> _WORKING DATA_
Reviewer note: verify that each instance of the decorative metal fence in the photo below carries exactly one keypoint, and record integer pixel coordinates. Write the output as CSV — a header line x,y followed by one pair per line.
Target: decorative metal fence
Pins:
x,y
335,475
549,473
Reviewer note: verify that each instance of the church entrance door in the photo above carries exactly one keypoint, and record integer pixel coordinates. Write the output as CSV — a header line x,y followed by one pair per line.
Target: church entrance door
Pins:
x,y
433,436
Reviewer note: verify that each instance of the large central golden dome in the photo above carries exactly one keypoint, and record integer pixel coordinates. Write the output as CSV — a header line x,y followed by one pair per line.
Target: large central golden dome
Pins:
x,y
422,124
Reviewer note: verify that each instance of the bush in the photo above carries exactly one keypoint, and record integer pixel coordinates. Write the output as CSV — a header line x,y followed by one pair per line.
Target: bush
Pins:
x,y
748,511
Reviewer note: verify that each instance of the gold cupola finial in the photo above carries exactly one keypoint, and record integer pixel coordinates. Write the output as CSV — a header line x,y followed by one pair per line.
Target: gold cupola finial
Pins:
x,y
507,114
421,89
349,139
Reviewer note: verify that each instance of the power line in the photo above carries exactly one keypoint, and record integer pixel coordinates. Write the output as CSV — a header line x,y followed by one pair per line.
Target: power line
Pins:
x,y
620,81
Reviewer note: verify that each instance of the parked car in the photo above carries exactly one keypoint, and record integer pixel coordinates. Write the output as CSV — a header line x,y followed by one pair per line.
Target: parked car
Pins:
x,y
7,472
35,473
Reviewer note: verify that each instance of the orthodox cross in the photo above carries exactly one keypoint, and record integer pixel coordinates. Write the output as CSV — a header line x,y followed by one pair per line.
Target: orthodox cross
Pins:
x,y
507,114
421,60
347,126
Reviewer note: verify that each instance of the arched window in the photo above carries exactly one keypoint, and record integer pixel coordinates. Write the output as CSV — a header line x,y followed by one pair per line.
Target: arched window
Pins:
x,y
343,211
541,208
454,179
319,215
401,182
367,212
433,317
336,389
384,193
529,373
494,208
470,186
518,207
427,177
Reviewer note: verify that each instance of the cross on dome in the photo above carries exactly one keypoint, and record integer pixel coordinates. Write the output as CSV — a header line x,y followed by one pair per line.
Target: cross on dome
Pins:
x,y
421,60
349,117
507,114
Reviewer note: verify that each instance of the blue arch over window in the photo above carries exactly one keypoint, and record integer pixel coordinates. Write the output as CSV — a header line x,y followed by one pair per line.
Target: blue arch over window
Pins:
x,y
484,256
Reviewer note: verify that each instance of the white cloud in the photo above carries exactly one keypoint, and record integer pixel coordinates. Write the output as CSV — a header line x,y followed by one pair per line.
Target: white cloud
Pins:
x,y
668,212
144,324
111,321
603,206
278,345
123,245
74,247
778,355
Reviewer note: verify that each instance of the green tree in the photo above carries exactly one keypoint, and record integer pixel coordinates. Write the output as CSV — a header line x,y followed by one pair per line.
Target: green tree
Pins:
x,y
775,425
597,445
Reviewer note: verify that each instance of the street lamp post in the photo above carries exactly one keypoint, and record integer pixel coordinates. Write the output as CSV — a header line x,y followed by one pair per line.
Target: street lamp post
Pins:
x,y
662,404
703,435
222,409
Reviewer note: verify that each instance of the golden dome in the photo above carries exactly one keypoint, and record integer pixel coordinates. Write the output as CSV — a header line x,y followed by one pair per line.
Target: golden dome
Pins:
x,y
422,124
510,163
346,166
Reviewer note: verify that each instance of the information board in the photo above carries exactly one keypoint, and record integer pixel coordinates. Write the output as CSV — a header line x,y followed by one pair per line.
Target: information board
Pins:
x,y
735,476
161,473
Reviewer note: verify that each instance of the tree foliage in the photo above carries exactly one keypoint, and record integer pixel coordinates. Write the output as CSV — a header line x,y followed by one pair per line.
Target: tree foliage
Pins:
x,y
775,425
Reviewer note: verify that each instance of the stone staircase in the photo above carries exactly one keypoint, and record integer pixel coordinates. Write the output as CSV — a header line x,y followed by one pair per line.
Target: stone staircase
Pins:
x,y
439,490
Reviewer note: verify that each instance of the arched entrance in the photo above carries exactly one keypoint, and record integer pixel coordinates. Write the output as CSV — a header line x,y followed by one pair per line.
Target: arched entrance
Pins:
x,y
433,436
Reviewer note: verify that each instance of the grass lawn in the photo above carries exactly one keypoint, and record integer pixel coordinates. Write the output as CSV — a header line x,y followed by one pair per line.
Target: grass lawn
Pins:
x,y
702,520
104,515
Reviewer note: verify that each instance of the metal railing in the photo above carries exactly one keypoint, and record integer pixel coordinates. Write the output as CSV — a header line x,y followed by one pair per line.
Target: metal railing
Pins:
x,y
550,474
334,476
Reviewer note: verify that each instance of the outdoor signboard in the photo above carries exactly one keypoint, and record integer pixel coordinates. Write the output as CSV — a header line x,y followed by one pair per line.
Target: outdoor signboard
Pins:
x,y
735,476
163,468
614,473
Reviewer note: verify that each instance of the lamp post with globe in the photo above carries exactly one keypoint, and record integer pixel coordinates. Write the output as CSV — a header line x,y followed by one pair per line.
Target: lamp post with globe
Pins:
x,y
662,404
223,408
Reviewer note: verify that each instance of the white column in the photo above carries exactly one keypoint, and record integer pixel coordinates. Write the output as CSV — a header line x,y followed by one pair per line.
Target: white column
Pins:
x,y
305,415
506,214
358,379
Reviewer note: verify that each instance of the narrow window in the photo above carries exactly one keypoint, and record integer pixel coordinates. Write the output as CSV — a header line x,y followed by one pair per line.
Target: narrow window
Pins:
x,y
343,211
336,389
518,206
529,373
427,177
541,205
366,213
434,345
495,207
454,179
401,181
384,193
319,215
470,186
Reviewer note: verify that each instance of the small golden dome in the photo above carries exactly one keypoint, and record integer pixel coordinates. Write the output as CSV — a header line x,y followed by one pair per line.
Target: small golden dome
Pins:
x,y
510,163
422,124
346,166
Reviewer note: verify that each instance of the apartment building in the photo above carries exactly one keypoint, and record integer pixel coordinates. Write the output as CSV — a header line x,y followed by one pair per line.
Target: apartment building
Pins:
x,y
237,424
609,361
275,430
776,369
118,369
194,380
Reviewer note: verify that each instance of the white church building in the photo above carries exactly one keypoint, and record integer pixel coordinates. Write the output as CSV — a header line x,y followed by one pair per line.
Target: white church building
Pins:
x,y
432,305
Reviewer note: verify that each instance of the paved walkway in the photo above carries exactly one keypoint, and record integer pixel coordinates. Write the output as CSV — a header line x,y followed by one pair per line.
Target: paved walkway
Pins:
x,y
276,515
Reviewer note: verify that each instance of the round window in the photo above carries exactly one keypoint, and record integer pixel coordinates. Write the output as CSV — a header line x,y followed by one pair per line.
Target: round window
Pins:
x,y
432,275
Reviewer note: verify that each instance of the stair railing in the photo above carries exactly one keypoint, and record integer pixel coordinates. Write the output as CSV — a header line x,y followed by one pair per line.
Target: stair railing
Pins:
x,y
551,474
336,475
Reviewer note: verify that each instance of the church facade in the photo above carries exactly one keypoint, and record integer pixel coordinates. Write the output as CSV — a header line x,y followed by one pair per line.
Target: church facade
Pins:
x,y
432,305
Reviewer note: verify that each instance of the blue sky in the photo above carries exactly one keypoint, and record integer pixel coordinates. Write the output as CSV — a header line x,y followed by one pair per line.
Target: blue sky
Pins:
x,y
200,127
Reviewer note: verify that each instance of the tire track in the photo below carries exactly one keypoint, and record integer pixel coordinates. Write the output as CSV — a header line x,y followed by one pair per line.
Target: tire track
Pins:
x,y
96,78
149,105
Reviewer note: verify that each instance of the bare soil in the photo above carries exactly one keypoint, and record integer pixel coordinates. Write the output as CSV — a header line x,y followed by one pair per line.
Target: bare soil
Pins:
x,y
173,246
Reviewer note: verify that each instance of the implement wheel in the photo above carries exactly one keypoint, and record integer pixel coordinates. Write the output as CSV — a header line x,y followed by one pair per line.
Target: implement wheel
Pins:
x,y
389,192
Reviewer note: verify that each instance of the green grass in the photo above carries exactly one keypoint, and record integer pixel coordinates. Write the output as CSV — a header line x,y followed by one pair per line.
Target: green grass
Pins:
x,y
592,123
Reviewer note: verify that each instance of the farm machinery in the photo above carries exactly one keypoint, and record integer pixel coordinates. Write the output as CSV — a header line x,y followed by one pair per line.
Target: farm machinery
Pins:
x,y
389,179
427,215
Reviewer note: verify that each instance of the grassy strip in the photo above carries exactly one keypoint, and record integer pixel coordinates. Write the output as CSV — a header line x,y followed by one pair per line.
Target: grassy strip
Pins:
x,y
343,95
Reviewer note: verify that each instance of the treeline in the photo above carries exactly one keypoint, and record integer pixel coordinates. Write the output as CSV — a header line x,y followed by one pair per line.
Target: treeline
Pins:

> _WHAT NEEDS TO BE DONE_
Beginning at the line that contains "Reviewer note: verify that each instance of the implement", retype each line of the listing up to and including the last one, exactly as it stands, and nothing else.

> _THE COMPLETED TASK_
Reviewer note: verify that each instance of the implement wheel in the photo above carries exactly one keypoint, and record integer pixel coordinates. Write the output as CSV — a header line x,y followed by one pair per line.
Target: implement wheel
Pins:
x,y
389,192
Reviewer note: verify that each instance of the green grass in the photo above carries exactly one keypoint, and record integer pixel coordinates. Write the output as CSV — a header line x,y followed by one pair per line.
Target: green grass
Pins:
x,y
592,123
Reviewer note: verify that each instance of the farm machinery in the photo above carries exactly one keypoint, and record integer pixel coordinates. Write the output as CSV — a header line x,y followed by one pair per line.
Target: farm machinery
Pins:
x,y
389,179
427,215
Reviewer note: verify that each instance of the grassy strip in the photo above carries exactly one keypoint, and record integer pixel coordinates. Write the output as CSV — a header line x,y followed by one pair per line.
Target: grassy strip
Pins:
x,y
343,95
Reviewer note: verify that each instance of the treeline in the photo above carries exactly one keypoint, and record integer pixel coordinates. Write the output as CSV — a header line x,y followed by one pair per line.
Target: treeline
Pins:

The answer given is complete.